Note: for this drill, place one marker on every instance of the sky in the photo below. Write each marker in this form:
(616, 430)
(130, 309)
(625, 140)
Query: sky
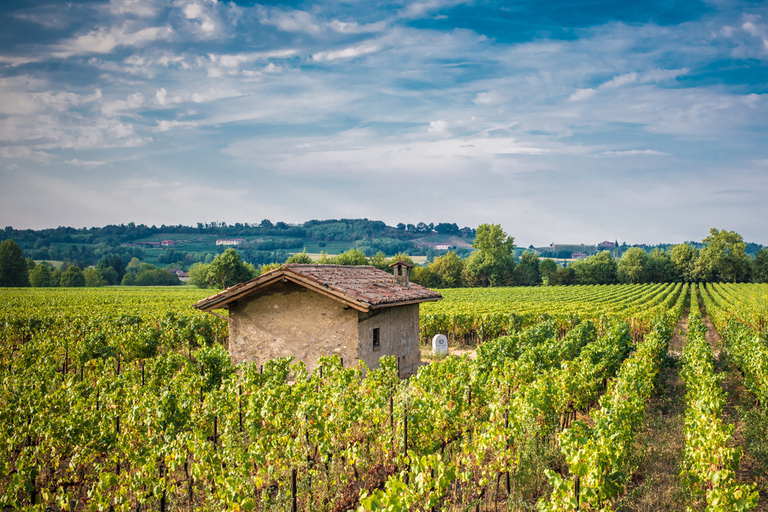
(563, 121)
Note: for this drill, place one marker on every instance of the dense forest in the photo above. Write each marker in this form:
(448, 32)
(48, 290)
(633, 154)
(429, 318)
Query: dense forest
(485, 256)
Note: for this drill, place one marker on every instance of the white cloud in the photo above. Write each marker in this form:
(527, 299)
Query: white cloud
(24, 152)
(85, 163)
(582, 94)
(160, 96)
(165, 125)
(488, 98)
(438, 127)
(105, 40)
(141, 8)
(346, 53)
(118, 107)
(634, 152)
(214, 94)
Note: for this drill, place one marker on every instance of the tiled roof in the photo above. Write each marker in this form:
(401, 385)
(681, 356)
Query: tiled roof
(361, 287)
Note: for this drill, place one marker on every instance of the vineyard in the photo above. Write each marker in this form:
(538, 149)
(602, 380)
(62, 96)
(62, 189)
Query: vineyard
(116, 399)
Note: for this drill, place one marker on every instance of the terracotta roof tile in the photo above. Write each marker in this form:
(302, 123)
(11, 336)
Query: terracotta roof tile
(365, 287)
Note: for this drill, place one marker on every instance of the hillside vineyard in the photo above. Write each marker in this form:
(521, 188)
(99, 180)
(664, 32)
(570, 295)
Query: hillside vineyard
(127, 400)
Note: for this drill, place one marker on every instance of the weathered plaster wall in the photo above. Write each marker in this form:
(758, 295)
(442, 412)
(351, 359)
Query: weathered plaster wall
(399, 335)
(290, 320)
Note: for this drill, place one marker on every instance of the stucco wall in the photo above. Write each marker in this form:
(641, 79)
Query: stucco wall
(399, 336)
(289, 320)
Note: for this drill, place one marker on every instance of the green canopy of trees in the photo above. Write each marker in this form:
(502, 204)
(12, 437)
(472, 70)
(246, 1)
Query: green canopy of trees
(14, 270)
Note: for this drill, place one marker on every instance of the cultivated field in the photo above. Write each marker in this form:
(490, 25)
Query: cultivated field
(617, 397)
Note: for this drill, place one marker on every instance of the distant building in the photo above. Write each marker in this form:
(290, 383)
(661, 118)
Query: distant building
(309, 311)
(586, 249)
(230, 241)
(183, 276)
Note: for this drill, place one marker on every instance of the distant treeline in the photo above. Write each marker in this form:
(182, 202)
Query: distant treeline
(86, 246)
(344, 230)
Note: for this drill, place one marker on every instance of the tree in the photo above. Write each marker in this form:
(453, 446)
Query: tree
(448, 269)
(491, 264)
(300, 257)
(112, 268)
(93, 277)
(379, 260)
(72, 277)
(527, 271)
(760, 266)
(14, 270)
(425, 276)
(684, 258)
(660, 268)
(40, 276)
(547, 268)
(562, 277)
(724, 258)
(633, 266)
(599, 268)
(228, 269)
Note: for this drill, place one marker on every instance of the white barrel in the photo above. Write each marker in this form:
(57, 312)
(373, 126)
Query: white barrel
(439, 344)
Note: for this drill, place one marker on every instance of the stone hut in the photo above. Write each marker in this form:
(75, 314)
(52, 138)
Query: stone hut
(308, 311)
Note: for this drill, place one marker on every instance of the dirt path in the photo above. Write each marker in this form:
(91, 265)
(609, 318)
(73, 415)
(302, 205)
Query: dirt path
(657, 485)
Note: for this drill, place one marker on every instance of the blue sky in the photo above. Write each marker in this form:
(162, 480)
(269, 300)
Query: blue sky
(561, 121)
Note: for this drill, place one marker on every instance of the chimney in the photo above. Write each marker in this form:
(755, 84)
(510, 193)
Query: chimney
(400, 269)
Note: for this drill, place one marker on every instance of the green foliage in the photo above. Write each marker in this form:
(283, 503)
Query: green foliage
(299, 257)
(41, 276)
(599, 268)
(547, 268)
(145, 274)
(198, 275)
(72, 277)
(112, 268)
(527, 272)
(760, 266)
(93, 277)
(215, 365)
(724, 258)
(660, 268)
(491, 264)
(684, 257)
(562, 277)
(228, 269)
(633, 266)
(14, 270)
(448, 271)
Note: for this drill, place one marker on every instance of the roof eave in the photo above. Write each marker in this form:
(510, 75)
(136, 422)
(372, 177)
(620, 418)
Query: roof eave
(221, 299)
(405, 302)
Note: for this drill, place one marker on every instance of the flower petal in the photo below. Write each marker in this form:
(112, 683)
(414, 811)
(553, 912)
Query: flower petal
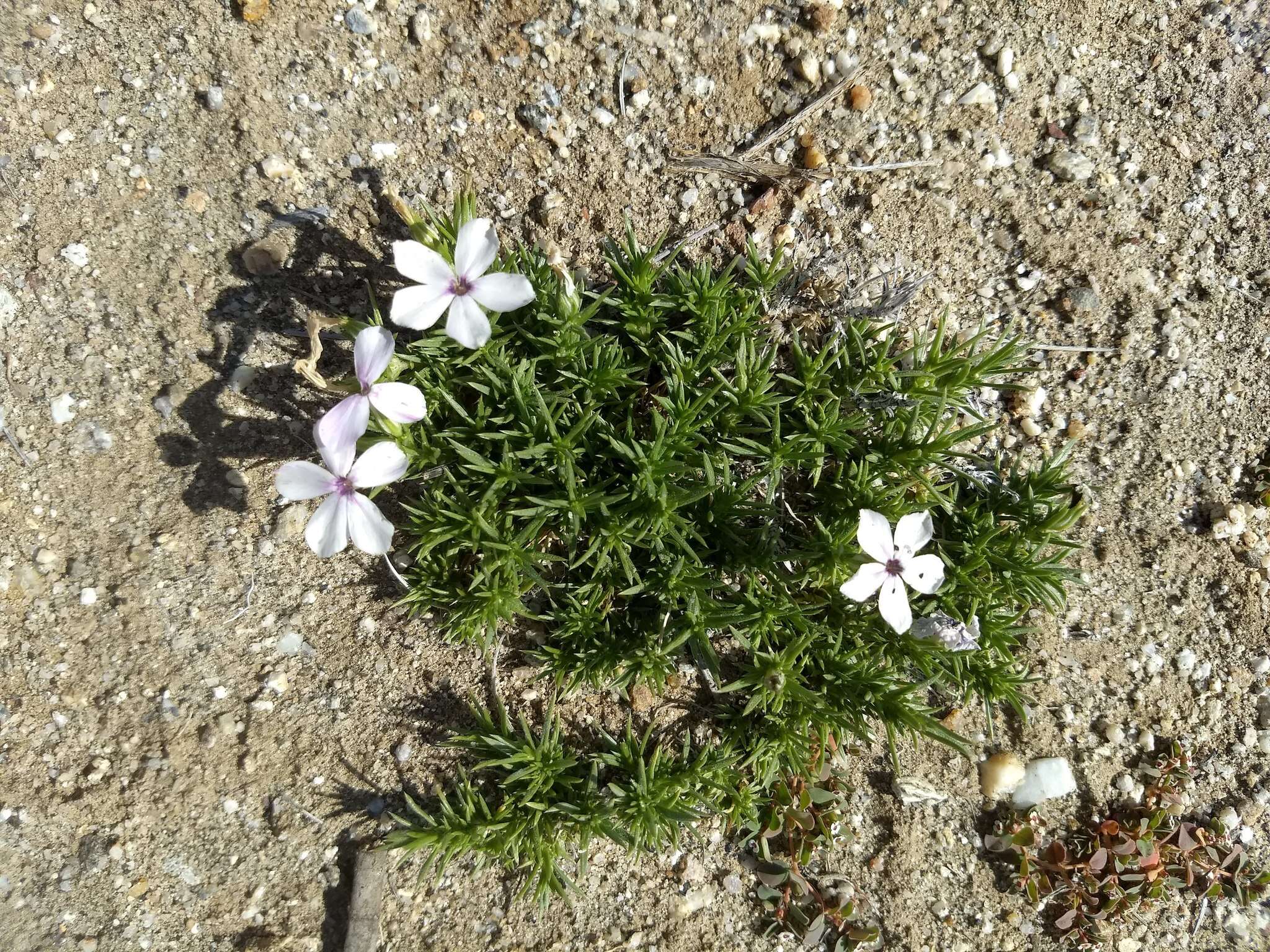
(912, 532)
(866, 580)
(874, 535)
(373, 351)
(420, 306)
(339, 430)
(923, 574)
(327, 532)
(502, 293)
(303, 480)
(380, 465)
(475, 249)
(371, 532)
(401, 403)
(420, 263)
(466, 323)
(893, 604)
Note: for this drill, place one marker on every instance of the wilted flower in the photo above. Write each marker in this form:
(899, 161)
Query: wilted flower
(346, 513)
(464, 289)
(346, 421)
(950, 632)
(895, 565)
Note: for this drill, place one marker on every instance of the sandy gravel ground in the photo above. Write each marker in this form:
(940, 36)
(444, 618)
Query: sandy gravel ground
(198, 718)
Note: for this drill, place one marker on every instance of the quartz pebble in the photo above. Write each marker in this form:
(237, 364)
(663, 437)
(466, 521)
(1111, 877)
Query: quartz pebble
(915, 790)
(1046, 778)
(1070, 167)
(1000, 775)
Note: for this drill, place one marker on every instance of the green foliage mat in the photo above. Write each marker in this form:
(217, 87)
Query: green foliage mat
(664, 472)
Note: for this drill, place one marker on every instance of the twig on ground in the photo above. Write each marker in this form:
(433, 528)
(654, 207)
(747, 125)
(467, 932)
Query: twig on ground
(685, 242)
(397, 575)
(744, 169)
(894, 167)
(1199, 918)
(1075, 348)
(13, 442)
(621, 87)
(370, 874)
(794, 121)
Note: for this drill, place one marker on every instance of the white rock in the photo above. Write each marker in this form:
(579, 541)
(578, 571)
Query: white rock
(1044, 780)
(1185, 660)
(8, 307)
(980, 94)
(61, 408)
(275, 167)
(76, 254)
(915, 790)
(1001, 775)
(809, 68)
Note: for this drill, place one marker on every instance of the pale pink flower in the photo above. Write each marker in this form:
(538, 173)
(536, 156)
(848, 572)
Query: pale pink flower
(895, 565)
(346, 513)
(464, 289)
(346, 421)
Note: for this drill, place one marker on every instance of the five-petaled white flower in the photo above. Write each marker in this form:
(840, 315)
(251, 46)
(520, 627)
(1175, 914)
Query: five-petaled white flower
(346, 421)
(895, 565)
(345, 513)
(464, 288)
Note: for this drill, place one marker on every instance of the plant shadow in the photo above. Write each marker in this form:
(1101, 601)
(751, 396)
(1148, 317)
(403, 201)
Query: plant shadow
(223, 430)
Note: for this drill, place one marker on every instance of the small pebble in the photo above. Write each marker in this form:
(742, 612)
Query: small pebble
(980, 94)
(76, 254)
(1078, 299)
(1070, 167)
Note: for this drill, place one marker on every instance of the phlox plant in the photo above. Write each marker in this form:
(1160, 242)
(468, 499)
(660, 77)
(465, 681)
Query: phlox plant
(664, 478)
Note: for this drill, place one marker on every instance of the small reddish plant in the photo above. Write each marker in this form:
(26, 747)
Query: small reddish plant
(1113, 868)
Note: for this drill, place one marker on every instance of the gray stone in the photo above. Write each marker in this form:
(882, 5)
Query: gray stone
(358, 20)
(1070, 167)
(1078, 299)
(535, 117)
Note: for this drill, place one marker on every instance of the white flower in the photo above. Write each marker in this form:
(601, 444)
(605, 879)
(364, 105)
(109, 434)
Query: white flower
(954, 635)
(464, 288)
(346, 421)
(895, 565)
(345, 513)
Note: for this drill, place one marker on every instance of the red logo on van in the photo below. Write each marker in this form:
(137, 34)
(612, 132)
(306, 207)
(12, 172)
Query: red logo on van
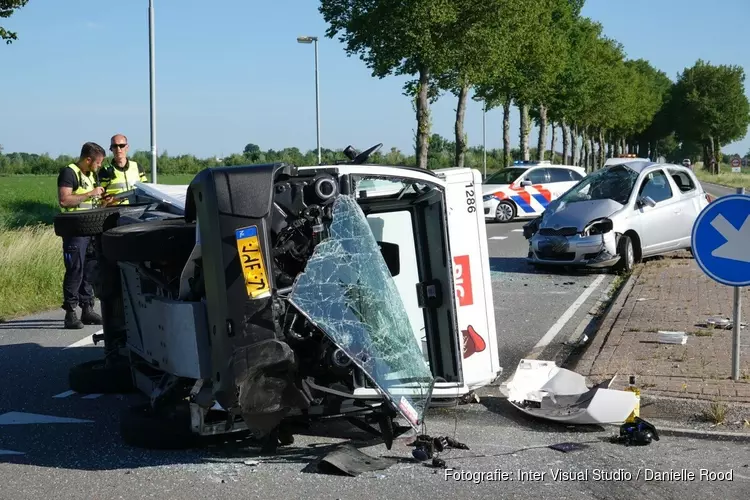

GIVEN INSTRUCTION
How many lines in the material above contain the word "building"? Reply with the number alone.

EXPECTED OUTPUT
2